■ THE PROBLEM ■
Go through the entries below and print each one exactly, leaving out pictures.

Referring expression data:
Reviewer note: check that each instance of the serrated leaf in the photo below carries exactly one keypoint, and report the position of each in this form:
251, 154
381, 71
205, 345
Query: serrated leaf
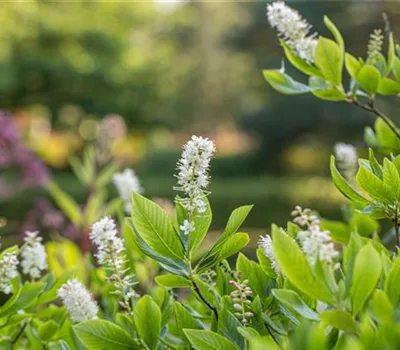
172, 281
339, 319
368, 78
284, 84
208, 340
155, 228
366, 274
184, 319
374, 186
322, 90
328, 58
294, 266
101, 334
391, 54
147, 318
353, 65
293, 302
396, 68
342, 185
388, 87
298, 62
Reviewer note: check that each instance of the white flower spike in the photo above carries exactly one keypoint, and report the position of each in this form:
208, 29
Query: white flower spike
8, 271
293, 29
126, 183
193, 178
78, 301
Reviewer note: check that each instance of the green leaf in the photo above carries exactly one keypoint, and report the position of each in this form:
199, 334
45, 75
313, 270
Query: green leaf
391, 178
293, 302
65, 202
155, 228
174, 266
368, 78
342, 185
374, 186
328, 58
295, 267
367, 270
391, 283
375, 166
353, 65
23, 299
391, 54
339, 319
322, 90
388, 87
228, 327
336, 34
259, 282
101, 334
386, 137
147, 318
172, 281
299, 63
396, 68
208, 340
382, 307
184, 319
284, 84
233, 245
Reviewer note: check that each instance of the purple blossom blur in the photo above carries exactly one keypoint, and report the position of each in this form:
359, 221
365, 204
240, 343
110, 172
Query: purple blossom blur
16, 156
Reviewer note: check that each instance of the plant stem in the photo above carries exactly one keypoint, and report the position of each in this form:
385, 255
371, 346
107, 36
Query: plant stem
21, 330
396, 226
198, 292
372, 109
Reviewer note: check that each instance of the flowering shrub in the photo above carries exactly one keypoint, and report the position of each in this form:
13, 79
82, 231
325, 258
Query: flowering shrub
150, 283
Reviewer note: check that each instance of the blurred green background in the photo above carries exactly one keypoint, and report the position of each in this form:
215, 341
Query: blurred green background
153, 73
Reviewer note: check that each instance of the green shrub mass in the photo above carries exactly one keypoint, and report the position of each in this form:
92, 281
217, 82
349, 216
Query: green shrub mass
163, 284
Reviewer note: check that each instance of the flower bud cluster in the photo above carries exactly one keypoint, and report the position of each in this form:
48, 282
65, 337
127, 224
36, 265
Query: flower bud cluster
241, 302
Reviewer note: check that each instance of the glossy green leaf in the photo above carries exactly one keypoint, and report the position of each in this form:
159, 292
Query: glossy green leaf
391, 54
339, 319
368, 78
298, 62
101, 334
184, 319
367, 271
353, 65
382, 307
396, 68
208, 340
295, 267
388, 87
284, 84
293, 302
373, 185
322, 90
328, 58
172, 281
342, 185
155, 228
147, 318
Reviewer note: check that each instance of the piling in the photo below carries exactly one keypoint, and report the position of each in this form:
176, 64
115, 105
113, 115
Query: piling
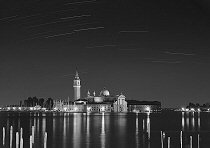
21, 132
181, 139
45, 140
17, 140
32, 134
190, 141
3, 136
31, 141
11, 134
161, 136
169, 140
21, 142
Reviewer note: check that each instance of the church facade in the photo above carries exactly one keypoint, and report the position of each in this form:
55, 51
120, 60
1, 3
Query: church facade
101, 102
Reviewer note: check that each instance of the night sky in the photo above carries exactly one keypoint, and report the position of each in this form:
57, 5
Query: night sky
146, 49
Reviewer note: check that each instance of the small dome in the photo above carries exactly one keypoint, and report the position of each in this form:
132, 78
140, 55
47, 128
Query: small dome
104, 92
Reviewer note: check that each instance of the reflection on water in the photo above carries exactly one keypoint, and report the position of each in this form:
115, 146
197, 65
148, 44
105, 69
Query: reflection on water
103, 132
107, 130
192, 121
76, 130
137, 130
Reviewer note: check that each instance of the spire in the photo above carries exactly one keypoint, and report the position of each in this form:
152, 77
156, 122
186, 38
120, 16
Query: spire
88, 93
76, 75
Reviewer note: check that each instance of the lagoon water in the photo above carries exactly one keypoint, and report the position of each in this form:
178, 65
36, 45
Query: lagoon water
108, 130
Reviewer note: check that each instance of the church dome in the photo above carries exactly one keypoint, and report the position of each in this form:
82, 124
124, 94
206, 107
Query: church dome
104, 92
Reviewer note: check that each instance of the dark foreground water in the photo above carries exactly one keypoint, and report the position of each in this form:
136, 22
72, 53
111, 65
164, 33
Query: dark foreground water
109, 130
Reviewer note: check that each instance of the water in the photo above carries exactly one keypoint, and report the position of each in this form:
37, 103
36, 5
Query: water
109, 130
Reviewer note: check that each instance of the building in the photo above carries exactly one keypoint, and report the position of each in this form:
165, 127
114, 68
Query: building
103, 102
76, 86
143, 106
120, 105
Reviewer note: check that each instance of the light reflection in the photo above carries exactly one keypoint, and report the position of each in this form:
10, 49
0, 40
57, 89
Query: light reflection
137, 130
76, 130
88, 130
64, 130
143, 124
187, 120
183, 121
43, 124
148, 128
199, 121
193, 121
148, 125
103, 132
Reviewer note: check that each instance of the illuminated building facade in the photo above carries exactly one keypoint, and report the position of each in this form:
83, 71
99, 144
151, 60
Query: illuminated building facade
76, 86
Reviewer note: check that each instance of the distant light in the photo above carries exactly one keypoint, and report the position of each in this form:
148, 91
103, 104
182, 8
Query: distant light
192, 109
147, 108
102, 108
88, 108
75, 108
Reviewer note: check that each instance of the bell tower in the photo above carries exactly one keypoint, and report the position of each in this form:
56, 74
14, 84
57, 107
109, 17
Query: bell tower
76, 85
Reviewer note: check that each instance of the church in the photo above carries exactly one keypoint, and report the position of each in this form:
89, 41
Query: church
102, 102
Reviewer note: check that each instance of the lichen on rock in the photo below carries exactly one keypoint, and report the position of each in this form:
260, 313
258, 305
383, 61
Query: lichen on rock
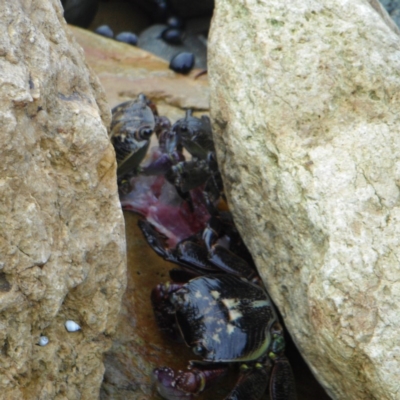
305, 107
62, 244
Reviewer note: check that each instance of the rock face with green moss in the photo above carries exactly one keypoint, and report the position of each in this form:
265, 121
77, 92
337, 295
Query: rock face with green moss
62, 245
306, 112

■ ANSWER SPACE ■
Reviewer note: check that each instance of the serrated leaf in the photo below carries exactly one keypoint, and report the position of each in this form:
251, 154
381, 71
205, 345
Query: serrated leaf
172, 281
339, 319
368, 78
284, 84
208, 340
155, 228
366, 274
184, 319
374, 186
322, 90
328, 58
294, 266
101, 334
391, 54
147, 318
353, 65
293, 302
396, 68
342, 185
388, 87
298, 62
Reviewer note: check that each instance of the white flower spike in the photo above carries exactly one keypoint, and report the position of each in this form:
208, 29
Query: white flower spike
8, 271
293, 29
126, 183
193, 178
78, 301
Reviewer note: check that each instance of the green leaf in the photo above carries exactly one keypoint, and report the position of each in this form:
199, 334
45, 75
313, 270
Query: green leaf
391, 178
293, 302
65, 202
155, 228
174, 266
368, 78
342, 185
374, 186
328, 58
295, 267
367, 270
391, 283
375, 166
353, 65
23, 299
391, 54
339, 319
322, 90
388, 87
228, 327
336, 34
259, 282
101, 334
386, 137
147, 318
172, 281
299, 63
396, 68
208, 340
382, 307
184, 319
284, 84
233, 245
Reviewer note: check that each instance of the purple blossom blur in the photo above carries exactly one keypoint, and report the position of each in this form:
359, 221
365, 204
240, 343
110, 172
Query: purple blossom blur
16, 156
Reviewer note: check that each instance of the plant stem in the photo above carries exactly one keypoint, and report the position of each in this form:
385, 255
371, 346
107, 36
Query: plant stem
21, 330
396, 226
198, 292
372, 109
Reviewer note: check that each instance of the flowering shrub in the photo above carries exactly one keypoint, and report the position of each in this form:
13, 79
82, 231
325, 258
Query: flowering shrub
150, 283
Reviewer note: check that each instance of the blurred green background in the photo above carries exactly one keypoint, and report the position of each in this form:
215, 341
Query: blurred green background
153, 73
Reviewer note: check that each instance of the green shrub mass in the photo above carries exactly one keypoint, and report the position of each in this form:
92, 281
217, 82
349, 216
Query: green shrub mass
163, 284
Reviewer note: check that each instance of the flower bud cluster in the photo above carries exactly one keypoint, and report the position of each in this form:
48, 282
65, 337
127, 224
36, 265
Query: flower bud cluster
241, 302
Reviewer note: check that each instance of the glossy green leaf in the photo above carries exactly one keypoint, and report the position of each in this form:
159, 292
Query: glossy green leaf
391, 54
339, 319
368, 78
298, 62
101, 334
184, 319
367, 271
353, 65
382, 307
396, 68
208, 340
295, 267
388, 87
284, 84
293, 302
373, 185
322, 90
328, 58
172, 281
342, 185
155, 228
147, 318
Reviewer note: check that each instance of the piling in the photo below carries exactly one keypoint, and report the position of each in this form:
176, 64
115, 105
113, 115
Query: piling
21, 132
181, 139
45, 140
17, 140
32, 134
190, 141
3, 136
31, 141
11, 134
161, 136
169, 140
21, 142
Reviewer note: check that each instance of the church facade in the photo above carries exactly one keypoint, and report the position of each in this form:
55, 51
120, 60
1, 3
Query: church facade
101, 102
Reviewer note: check that each instance of the night sky in the photo above carries exactly one keypoint, and report the position of each in this form:
57, 5
Query: night sky
146, 49
Reviewer note: check that each instance of the small dome in the photo above carries exactly one keypoint, and report the position of each in this form:
132, 78
140, 55
47, 128
Query: small dome
104, 92
Reviewer note: check that each instance of the reflection on water in the photo above carries exactly one keypoint, and report the position of each in this form:
115, 146
197, 65
148, 44
105, 69
Query: reflection on water
103, 132
107, 130
192, 121
76, 130
137, 130
Reviewer note: check that each instance of the spire in the photo above carries exactly one keypoint, and report the position of each in this form:
152, 77
156, 122
186, 38
120, 16
Query: spire
88, 93
76, 75
Reviewer note: check that each instance of the lagoon water in the photo above carries exactly one keypoint, and report the position of each in this form:
178, 65
36, 45
Query: lagoon water
108, 130
Reviewer note: check that each instance of the church dome in the photo above carries exactly one keypoint, and report the position of each in this form:
82, 124
124, 94
206, 107
Query: church dome
104, 92
Reviewer note: check that each instance of the dark foreground water in the photo above carries exactly one keypoint, and report the position of each in this form:
136, 22
72, 53
111, 65
164, 33
Query: dark foreground water
109, 130
Reviewer note: check that each instance of the water in the photo above carries exactly one keypoint, and report the position of each in this form:
37, 103
36, 5
Query: water
109, 130
Reviewer note: check that each instance of the building in the photo above carries exactly one keypoint, and report the position of each in this form:
165, 127
114, 68
Query: building
103, 102
76, 86
143, 106
120, 105
Reviewer note: check that each instance of the light reflection in the photo above carries exactly one keypoint, and report the position of each in this form:
10, 49
0, 40
57, 89
Query: light reflection
137, 130
76, 130
88, 130
64, 130
143, 124
187, 120
183, 121
43, 124
148, 128
199, 121
193, 121
148, 125
103, 132
Reviewer note: check that each instance of the illuminated building facade in the photo above carries exactly one keypoint, and report the position of each in this form:
83, 71
99, 144
151, 60
Query: illuminated building facade
76, 86
Reviewer note: check that each instance of the distant light in the photo above carries exactly one keypoint, and report the position of each in this form:
148, 91
103, 104
182, 8
Query: distant light
192, 109
147, 108
102, 108
88, 108
75, 108
Reviewer note: check that each instance of the bell tower in the photo above carries exactly one keypoint, and report the position of each in this form:
56, 74
14, 84
57, 107
109, 17
Query: bell tower
76, 85
Reviewer note: check that each instance of the church in the photo above carries exactly one keypoint, and report the position of each in this form:
89, 41
Query: church
102, 102
Reviewer note: check that each instance of the lichen on rock in the photo below carries exactly one keypoint, and report the position of each in this form:
260, 313
258, 305
383, 61
Query: lichen on rock
305, 107
62, 244
Reviewer note: check that each instance of the rock face with green moss in the photo above carries exactly one keypoint, and report the position of each in this form:
265, 121
77, 92
337, 295
Query: rock face with green moss
62, 245
306, 112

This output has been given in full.